> _GIVEN TEXT_:
○ ○ ○ ○ ○

Woman wonders if painful wait for facial abscess removal stemmed from Manitoba doctor shortage
Rhonda Powers says growth burst during 3rd ER visit as she was told to wait 7 weeks to see specialist
WARNING: The following story includes images and description of a medical condition.
A Winnipeg woman whose golf-ball sized facial abscess burst while waiting for help during an emergency room visit questions whether Manitoba's doctor shortage played a role in her struggle to access timely care.
On Oct. 24, worsening pain from a abscess that "looked like a balloon" drove Rhonda Powers to seek care at an ER for the third time. Twelve hours into waiting, the growth popped and she was then seen by an expert — something she was previously told would take seven weeks.
"I don't think I could've stood it any longer," said Powers, 63.
"I'm not a vain woman, but people could see what was wrong or see my face getting bigger and redder, and the pain ... it felt as if my face was on fire."
Powers said she filed two formal complaints with the Winnipeg Regional Health Authority about a week after the abscess burst.
Now healing, Powers questions whether the months she waited to see a specialist, and the hours-long waits in Winnipeg ERs, are symptoms of a broader doctor shortage in Manitoba.
Canadian Institute for Health Information data released this week suggests Manitoba has 215 doctors per 100,00 residents — the second lowest rate in the country and far below the national average of 247.
Doctors Manitoba president Michael Boroditsky lamented the shortage at the time, saying his "biggest concern" is the possibility that patients who need care aren't getting it in a timely manner.
Powers said her abscess needed care sooner, and she waited unnecessarily long.
"I was in so much pain all I wanted to do was just lie down," Powers told Information Radio host Marcy Markusa on Thursday.
"I was depressed, I still am depressed."
Powers first went to the Grace Hospital emergency room on Aug. 22, and she said her family doctor had notified hospital staff of her condition.
She received a CT scan there showing she had a blocked salivary gland. Powers said a doctor wanted to remove it at that time.
But the on-call specialist disagreed, said Powers. Instead, she was given Tylenol 3 and antibiotics and sent home.
Not long after that visit, she received a letter from the specialist with an appointment date for late October — around seven weeks away.
She was soon taking half a dozen Tylenol 3s daily for pain. Her family doctor was growing more concerned, said Powers.

○ ○ ○ ○ ○

> _GIVEN DATA_:

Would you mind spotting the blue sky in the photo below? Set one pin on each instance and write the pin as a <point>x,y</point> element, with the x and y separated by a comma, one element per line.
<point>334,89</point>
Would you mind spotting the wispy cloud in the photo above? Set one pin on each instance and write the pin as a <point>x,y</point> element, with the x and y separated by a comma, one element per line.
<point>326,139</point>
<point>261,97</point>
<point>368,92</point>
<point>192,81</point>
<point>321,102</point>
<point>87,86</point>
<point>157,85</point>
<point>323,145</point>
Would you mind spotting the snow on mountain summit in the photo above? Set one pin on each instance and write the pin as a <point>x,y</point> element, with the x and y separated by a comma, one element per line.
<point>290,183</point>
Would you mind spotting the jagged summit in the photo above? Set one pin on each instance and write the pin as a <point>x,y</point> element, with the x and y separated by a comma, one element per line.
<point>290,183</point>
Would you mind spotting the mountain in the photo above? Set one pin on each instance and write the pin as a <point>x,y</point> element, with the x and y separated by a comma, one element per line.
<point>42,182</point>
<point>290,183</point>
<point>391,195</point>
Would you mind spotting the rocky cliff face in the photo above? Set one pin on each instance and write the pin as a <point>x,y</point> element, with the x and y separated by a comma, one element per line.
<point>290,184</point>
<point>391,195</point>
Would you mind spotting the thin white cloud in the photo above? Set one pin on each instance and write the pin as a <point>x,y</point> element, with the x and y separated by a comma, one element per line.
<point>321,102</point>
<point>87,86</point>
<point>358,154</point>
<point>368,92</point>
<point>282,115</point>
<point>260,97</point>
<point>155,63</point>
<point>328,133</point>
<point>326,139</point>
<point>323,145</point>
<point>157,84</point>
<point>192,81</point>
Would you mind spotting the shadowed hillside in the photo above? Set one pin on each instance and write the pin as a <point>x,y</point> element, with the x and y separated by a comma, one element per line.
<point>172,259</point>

○ ○ ○ ○ ○

> _WHAT TO WORK ON_:
1. Retype the passage from the article on Rhonda Powers' facial abscess, starting with "Powers said her" and going on through "concerned, said Powers.".
2. Write what comes next in the news story about Rhonda Powers' wait for abscess care, picking up after its final sentence.

> _NUMBERED ANSWERS_:
1.
Powers said her abscess needed care sooner, and she waited unnecessarily long.
"I was in so much pain all I wanted to do was just lie down," Powers told Information Radio host Marcy Markusa on Thursday.
"I was depressed, I still am depressed."
Powers first went to the Grace Hospital emergency room on Aug. 22, and she said her family doctor had notified hospital staff of her condition.
She received a CT scan there showing she had a blocked salivary gland. Powers said a doctor wanted to remove it at that time.
But the on-call specialist disagreed, said Powers. Instead, she was given Tylenol 3 and antibiotics and sent home.
Not long after that visit, she received a letter from the specialist with an appointment date for late October — around seven weeks away.
She was soon taking half a dozen Tylenol 3s daily for pain. Her family doctor was growing more concerned, said Powers.

2.
"All I could do was wait and when it got bad I would call [the specialist's] office and ... voicemail just told me to go to the ER."
'It was dreadful': Powers
Powers went back to the Grace Hospital ER again where a staff member prescribed her more Tylenol 3s and antibiotics and sent her home.
"It was dreadful, I couldn't do anything," she said. "It was turning into a nightmare."
Powers was just days away from the specialist's appointment date when the pain became too much to bear.
On Oct. 24, she attended St. Boniface Hospital emergency room — her third ER visit for the abscess since late August.
As she waited, the bulging growth "broke through my face," said Powers. A doctor at the hospital told her to cancel her coming appointment with the specialist and told her "we're going to take care of you from now on," she said.
The doctor pushed out fluid and out popped a popcorn kernel-sized stone-like object. Powers took it home in a pill bottle.
This week, she filed one complaint with the WRHA addressed to the specialist she was initially assigned to see, and another directed at a staff member there.
In an email statement, a WRHA spokesperson said they "cannot comment on an individual patient situation due to privacy concerns," and added that patients who experience issues should reach out to patient relations.
Powers lauded the care she received from her family doctor and others at the emergency rooms she attended.
Stay 'optimistic': Health minister
She is optimistic the NDP will make good on campaign promises to fix the health-care system, but Powers acknowledges the newly-minted government ministers have their work cut out for them.
"I would ask her and for others to hold on to that optimism," said Health Minister Uzoma Asagwara.
"She had an experience that was unfortunately negative for her in many ways, and yet she still has the courage and capacity to share her experience in the hope that it will improve health care for other people. That is a very Manitoban thing to do."
Asagwara commended Powers for availing herself of the complaints system and other processes available to patients.
"Oftentimes the ways in which we improve the system and address issues in the system is after we've heard from people who have had inappropriate or unacceptable experiences," they said.
"This power of speaking up provides an opportunity for health-care providers to take a look at what happened and see where things can be improved, so that in the future if anyone else presents with a similar situation, that they get the kind of care that they expect."